Labeled area outline entries
====
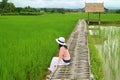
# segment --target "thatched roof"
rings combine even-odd
[[[103,3],[85,3],[85,12],[104,12]]]

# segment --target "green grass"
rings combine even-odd
[[[102,14],[102,20],[111,17],[120,19],[118,14]],[[0,16],[0,80],[41,80],[57,54],[55,38],[67,39],[78,19],[87,19],[87,14]]]
[[[0,80],[40,80],[52,56],[55,38],[66,39],[78,15],[0,16]]]

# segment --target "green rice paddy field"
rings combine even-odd
[[[102,14],[103,21],[119,14]],[[66,39],[87,14],[0,16],[0,80],[41,80],[57,54],[55,38]]]

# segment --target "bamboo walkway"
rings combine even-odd
[[[90,80],[90,59],[84,20],[78,21],[67,44],[72,58],[71,64],[59,66],[48,80]]]

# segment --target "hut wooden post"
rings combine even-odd
[[[88,24],[89,24],[89,12],[88,12]]]
[[[90,19],[90,13],[98,13],[99,19],[96,19],[96,21],[100,24],[100,13],[104,11],[103,3],[85,3],[85,12],[88,13],[88,24],[90,24],[90,21],[92,22],[92,19]]]

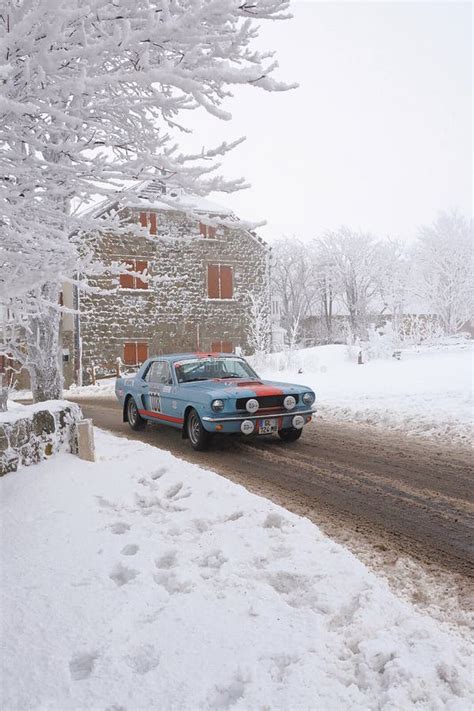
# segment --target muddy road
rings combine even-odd
[[[194,452],[170,427],[149,424],[132,432],[113,399],[77,402],[98,427],[169,450],[307,516],[366,563],[375,556],[393,565],[409,556],[464,580],[474,572],[467,449],[318,421],[290,445],[278,438],[215,437],[210,451]]]

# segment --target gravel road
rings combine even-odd
[[[473,458],[467,449],[318,421],[293,444],[278,438],[215,437],[194,452],[163,425],[132,432],[110,399],[78,399],[86,417],[196,462],[307,516],[366,562],[410,556],[463,578],[474,571]],[[372,560],[374,564],[374,560]]]

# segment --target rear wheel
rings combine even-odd
[[[191,410],[186,420],[186,429],[188,432],[191,447],[198,452],[208,449],[211,443],[211,434],[202,426],[201,418],[196,410]]]
[[[279,430],[278,436],[283,442],[296,442],[297,439],[303,434],[303,428],[297,430],[296,427],[290,427],[288,429]]]
[[[127,401],[127,420],[132,430],[143,430],[146,427],[146,420],[138,412],[133,397],[129,397]]]

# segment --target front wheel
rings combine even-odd
[[[211,442],[211,435],[202,426],[201,418],[197,414],[196,410],[191,410],[186,421],[186,428],[188,432],[189,441],[191,442],[191,447],[198,452],[203,452],[209,447]]]
[[[283,442],[296,442],[297,439],[303,434],[303,428],[297,430],[296,427],[290,427],[289,429],[279,430],[278,435]]]
[[[143,430],[146,427],[146,420],[138,412],[133,397],[129,397],[127,401],[127,420],[132,430]]]

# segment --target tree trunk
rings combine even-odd
[[[27,368],[34,402],[57,400],[62,396],[59,326],[61,314],[55,304],[59,286],[46,284],[41,289],[41,312],[28,319],[26,334]],[[48,305],[50,304],[50,305]]]

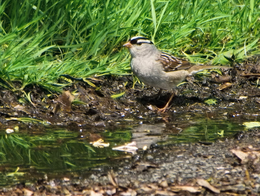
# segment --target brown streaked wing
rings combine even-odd
[[[161,63],[164,70],[166,72],[187,69],[194,65],[185,60],[163,52],[158,60]]]

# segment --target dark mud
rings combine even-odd
[[[98,90],[78,81],[65,88],[60,94],[51,94],[38,87],[27,87],[24,90],[27,93],[31,92],[31,103],[23,93],[2,89],[0,128],[12,128],[17,122],[10,120],[14,119],[12,118],[22,117],[44,121],[43,123],[79,128],[87,126],[93,128],[116,128],[119,124],[134,124],[137,122],[173,122],[177,124],[196,116],[235,119],[241,120],[242,123],[259,122],[259,60],[257,57],[235,64],[233,69],[224,72],[222,75],[212,72],[207,76],[199,75],[188,79],[188,82],[178,88],[178,94],[164,113],[158,112],[156,108],[164,106],[170,93],[163,91],[157,98],[155,95],[159,91],[157,89],[142,89],[138,84],[133,89],[130,76],[90,79],[96,86],[101,87]],[[71,93],[76,89],[77,93],[73,95]],[[111,97],[125,91],[120,98]],[[86,104],[73,102],[75,99]],[[205,102],[212,100],[215,104]],[[126,121],[127,119],[131,120]],[[25,124],[35,126],[32,122]],[[234,138],[224,138],[213,143],[163,147],[152,145],[133,158],[115,160],[116,167],[101,168],[84,177],[40,179],[33,185],[22,184],[2,188],[0,193],[6,195],[33,193],[37,195],[259,195],[259,129],[255,128],[238,133]],[[239,159],[231,151],[232,149],[248,152],[250,156],[247,159]],[[254,154],[248,152],[253,151],[256,152]],[[108,174],[111,169],[114,173]],[[218,191],[210,190],[198,183],[198,179],[200,178],[208,180],[217,188],[220,194],[214,193],[214,191]],[[179,186],[182,185],[186,186]],[[191,187],[198,191],[191,191]]]
[[[198,75],[188,79],[189,82],[178,88],[178,94],[164,113],[158,112],[156,108],[164,106],[170,93],[163,91],[156,98],[158,89],[142,89],[138,84],[133,89],[130,76],[109,76],[92,80],[96,86],[101,87],[97,90],[86,83],[77,81],[65,88],[61,94],[52,94],[36,86],[27,87],[24,91],[27,94],[31,92],[31,103],[21,91],[2,88],[1,128],[10,125],[6,119],[11,117],[31,118],[53,124],[99,126],[116,126],[116,122],[129,118],[143,121],[156,116],[172,121],[183,114],[202,114],[213,118],[222,115],[223,112],[227,112],[229,117],[250,119],[259,111],[260,90],[257,79],[260,72],[259,59],[236,64],[233,69],[225,71],[222,76],[212,72],[209,75]],[[70,93],[75,90],[75,95]],[[125,94],[120,98],[111,97],[125,91]],[[204,102],[212,99],[216,104]],[[73,100],[86,104],[77,104]]]

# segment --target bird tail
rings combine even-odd
[[[205,69],[220,68],[229,69],[232,69],[232,68],[226,66],[220,66],[217,65],[195,65],[191,67],[189,69],[191,73],[190,75],[192,75]]]

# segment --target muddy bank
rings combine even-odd
[[[133,158],[111,160],[117,166],[92,171],[85,178],[39,179],[32,185],[2,188],[0,194],[256,196],[259,146],[259,129],[214,143],[155,145]],[[202,179],[213,186],[208,187]]]
[[[30,102],[23,92],[0,87],[1,127],[11,126],[12,121],[6,120],[11,117],[28,117],[54,124],[101,126],[116,126],[116,122],[123,122],[126,118],[144,121],[156,116],[174,121],[184,114],[203,114],[206,117],[214,118],[227,112],[229,117],[250,118],[259,112],[259,58],[235,64],[222,75],[212,71],[208,75],[189,78],[179,87],[178,95],[164,113],[158,112],[156,108],[164,106],[170,94],[164,91],[156,98],[158,89],[142,88],[138,83],[133,89],[131,76],[90,79],[101,87],[96,90],[86,83],[77,81],[61,94],[51,94],[35,86],[27,87],[24,91],[27,94],[31,92]],[[111,97],[125,92],[120,97]]]
[[[170,94],[163,91],[157,98],[155,95],[157,89],[142,89],[138,84],[133,89],[129,76],[89,79],[96,86],[101,87],[96,90],[77,81],[60,94],[51,94],[38,87],[27,87],[25,92],[31,92],[31,102],[23,93],[1,88],[0,128],[4,131],[13,128],[19,120],[14,118],[25,117],[31,120],[19,123],[30,128],[37,126],[32,119],[44,121],[37,123],[75,129],[87,127],[90,130],[116,128],[124,124],[176,124],[175,129],[171,127],[171,131],[179,131],[180,126],[185,126],[182,124],[184,121],[202,117],[205,119],[235,120],[241,124],[260,122],[259,60],[256,57],[234,65],[233,69],[222,75],[212,72],[207,75],[188,79],[179,87],[178,94],[165,113],[158,112],[156,108],[163,107]],[[60,79],[66,82],[63,79]],[[119,98],[111,97],[125,91]],[[75,100],[86,104],[79,104]],[[255,128],[238,133],[234,138],[224,138],[215,143],[154,144],[132,157],[127,154],[125,158],[111,159],[114,166],[95,168],[82,176],[53,179],[47,176],[32,184],[22,183],[2,188],[0,193],[215,195],[219,191],[220,195],[258,195],[259,134],[259,129]],[[244,158],[238,158],[239,153]],[[111,170],[114,174],[108,174]],[[201,179],[208,180],[216,190],[205,188],[205,182],[198,181]]]

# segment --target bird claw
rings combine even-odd
[[[161,113],[164,113],[166,111],[166,110],[167,110],[167,109],[168,109],[168,106],[167,106],[166,107],[164,107],[162,108],[158,108],[157,110],[157,111],[159,112],[161,112]]]

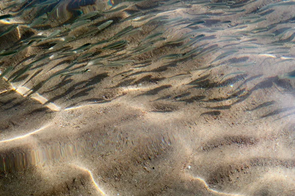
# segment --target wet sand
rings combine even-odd
[[[93,44],[133,25],[143,30],[125,37],[128,44],[123,49],[102,50],[105,44],[83,54],[94,52],[96,57],[116,52],[110,60],[134,62],[117,67],[90,66],[88,72],[55,77],[43,85],[45,79],[80,54],[42,61],[13,82],[7,79],[35,55],[49,52],[49,46],[44,41],[13,57],[1,58],[1,72],[15,66],[0,80],[1,195],[294,195],[294,82],[278,77],[294,69],[293,60],[284,61],[294,53],[294,31],[281,38],[260,36],[294,28],[290,19],[294,6],[262,11],[259,14],[265,13],[266,20],[258,23],[242,24],[240,19],[257,16],[258,7],[272,1],[247,2],[235,9],[246,10],[240,13],[208,12],[208,7],[202,5],[171,11],[167,10],[175,7],[161,7],[165,12],[159,14],[169,19],[209,15],[198,26],[224,29],[198,33],[206,36],[193,47],[182,50],[179,47],[186,41],[164,43],[193,30],[184,28],[189,23],[120,22],[135,11],[157,7],[156,1],[124,2],[130,5],[127,11],[105,14],[104,18],[92,21],[99,25],[114,20],[109,27],[66,47],[72,49]],[[90,7],[83,9],[91,11]],[[5,10],[3,14],[10,13]],[[33,16],[35,11],[26,9],[17,21],[12,19],[10,23],[24,23],[30,17],[25,13],[30,13]],[[70,16],[68,12],[60,14]],[[51,22],[52,28],[28,30],[19,24],[17,31],[0,37],[0,46],[12,46],[10,39],[17,40],[29,31],[48,35],[62,29],[68,26],[59,23],[66,21],[64,17],[58,24]],[[220,23],[227,21],[231,23]],[[243,26],[246,27],[239,29]],[[223,36],[264,26],[269,28],[254,33],[255,37],[243,34],[236,41],[217,42],[231,39]],[[87,29],[78,28],[69,35],[77,37]],[[148,35],[162,31],[167,40],[154,44],[154,49],[130,54],[129,49]],[[273,43],[282,46],[267,45]],[[197,53],[183,59],[159,59],[166,54],[185,54],[200,46],[208,49],[216,44],[223,50],[203,56]],[[249,46],[257,48],[245,48]],[[289,48],[280,49],[283,47]],[[265,52],[270,49],[274,49]],[[233,49],[238,51],[210,63]],[[288,53],[280,53],[286,49]],[[255,63],[232,66],[243,59]],[[80,70],[90,60],[84,59],[73,69]],[[209,65],[210,69],[200,69]],[[173,77],[179,74],[185,75]]]

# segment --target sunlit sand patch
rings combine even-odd
[[[271,54],[259,54],[259,55],[266,56],[267,57],[271,57],[271,58],[277,58],[277,57],[274,55]]]
[[[103,192],[103,191],[102,191],[102,190],[101,189],[101,188],[98,186],[98,185],[97,184],[97,183],[96,183],[96,182],[95,182],[95,180],[94,180],[94,178],[93,178],[93,176],[92,174],[92,173],[90,171],[90,170],[88,170],[86,168],[80,167],[78,166],[76,164],[72,164],[72,165],[73,165],[74,166],[77,167],[78,168],[79,168],[79,169],[83,170],[84,171],[85,171],[86,172],[87,172],[88,173],[89,173],[89,175],[90,175],[90,177],[91,178],[91,180],[92,181],[92,182],[94,184],[95,188],[97,190],[97,191],[98,191],[98,192],[102,196],[105,196],[105,194]]]
[[[26,137],[27,137],[28,136],[30,136],[31,135],[34,134],[35,134],[35,133],[37,133],[37,132],[39,132],[40,131],[41,131],[41,130],[44,129],[45,128],[48,127],[48,126],[49,126],[50,124],[50,123],[48,124],[46,124],[46,125],[43,126],[42,127],[41,127],[41,128],[39,128],[39,129],[38,129],[37,130],[34,130],[33,131],[30,132],[29,133],[27,133],[27,134],[26,134],[25,135],[22,135],[21,136],[17,136],[17,137],[14,137],[13,138],[9,139],[8,140],[1,141],[0,141],[0,143],[4,143],[4,142],[11,142],[11,141],[14,141],[14,140],[16,140],[24,139],[24,138],[26,138]]]
[[[3,77],[3,78],[6,81],[7,81],[7,78]],[[31,90],[25,86],[20,86],[18,87],[16,87],[14,85],[13,85],[13,84],[12,84],[12,83],[9,82],[8,82],[8,83],[9,83],[11,86],[12,90],[15,91],[16,93],[25,98],[26,97],[27,95],[29,95],[30,93],[32,92]],[[4,92],[2,92],[0,93],[3,93],[7,91],[4,91]],[[48,99],[47,99],[46,98],[42,96],[39,93],[35,93],[33,94],[32,94],[31,96],[31,98],[42,104],[44,104],[45,103],[47,102],[48,101]],[[60,107],[52,102],[47,103],[46,105],[45,105],[45,106],[52,111],[58,111],[60,110]]]
[[[195,177],[195,176],[193,176],[192,175],[190,175],[190,174],[189,174],[189,177],[202,182],[204,184],[205,188],[208,191],[209,191],[211,192],[212,192],[214,194],[218,194],[218,195],[221,195],[221,196],[244,196],[244,195],[225,193],[222,193],[222,192],[220,192],[220,191],[215,191],[213,189],[210,189],[210,188],[209,188],[209,186],[208,186],[208,184],[207,184],[206,181],[204,179],[202,178],[201,177]]]
[[[16,24],[16,23],[13,23],[13,22],[12,22],[11,21],[8,21],[7,20],[0,20],[0,23],[2,24]],[[17,27],[16,27],[16,30],[17,30],[17,35],[18,37],[18,38],[21,39],[21,33],[20,32],[20,29],[18,26]]]

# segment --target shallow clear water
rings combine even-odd
[[[293,195],[295,5],[0,1],[1,195]]]

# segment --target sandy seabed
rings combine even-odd
[[[125,9],[0,59],[1,72],[14,68],[0,80],[1,196],[295,195],[294,82],[282,77],[294,69],[295,34],[285,31],[295,27],[295,5],[260,10],[277,1],[237,1],[229,3],[230,10],[245,10],[230,12],[180,1],[124,2],[117,7],[128,6]],[[26,21],[36,18],[40,7],[29,3],[2,10],[1,15],[17,16],[2,21],[1,30],[9,24],[19,26],[0,37],[0,50],[40,33],[69,28],[71,2],[59,2],[59,16],[49,15],[47,23],[34,28]],[[103,3],[80,9],[87,13],[110,8],[102,9]],[[9,3],[3,1],[0,8]],[[123,21],[138,11],[157,15]],[[162,15],[181,18],[148,22]],[[198,17],[205,23],[186,27]],[[110,20],[112,24],[95,35],[49,49],[53,40],[78,37]],[[107,43],[61,54],[131,25],[142,30],[118,39],[128,42],[121,49],[102,49]],[[165,44],[202,28],[210,29],[196,31],[196,36],[205,36],[190,47],[181,46],[193,37]],[[131,52],[157,32],[166,40],[146,52]],[[197,48],[187,56],[160,59]],[[44,82],[88,52],[93,54],[72,70],[110,54],[103,61],[132,62],[89,66],[83,74]],[[54,57],[12,81],[44,54]]]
====
▶ **Objective**
Starting at the line that contains "# segment --target shallow clear water", quote each remaining line of the entries above, unchanged.

▶ **Result of this exercise**
# segment --target shallow clear water
rings combine even-odd
[[[293,195],[295,5],[0,1],[1,195]]]

# segment --target sandy seabed
rings combine even-odd
[[[125,9],[0,59],[1,72],[14,68],[0,80],[1,196],[295,195],[294,82],[282,77],[294,69],[295,34],[285,31],[295,27],[295,5],[260,10],[277,1],[237,1],[229,3],[230,10],[245,10],[230,12],[180,1],[124,2],[117,7],[128,6]],[[26,21],[36,18],[40,7],[29,3],[2,10],[1,15],[17,16],[2,21],[1,30],[9,24],[19,26],[0,37],[0,50],[40,33],[69,28],[71,2],[59,2],[59,16],[49,15],[47,23],[34,28]],[[103,3],[80,9],[87,13],[110,8],[102,9]],[[9,3],[3,1],[0,8]],[[123,21],[138,11],[157,15]],[[162,15],[181,18],[148,22]],[[198,17],[205,23],[186,27]],[[110,20],[112,24],[95,35],[49,49],[53,40],[78,37]],[[107,43],[61,54],[131,25],[142,30],[118,39],[128,42],[121,49],[102,49]],[[165,44],[202,28],[210,29],[196,31],[196,36],[205,36],[190,47],[181,46],[193,37]],[[131,52],[157,32],[166,40],[146,52]],[[197,48],[187,56],[160,59]],[[44,82],[88,52],[93,54],[72,70],[110,54],[103,61],[132,62],[89,66],[83,74]],[[54,57],[12,81],[44,54]]]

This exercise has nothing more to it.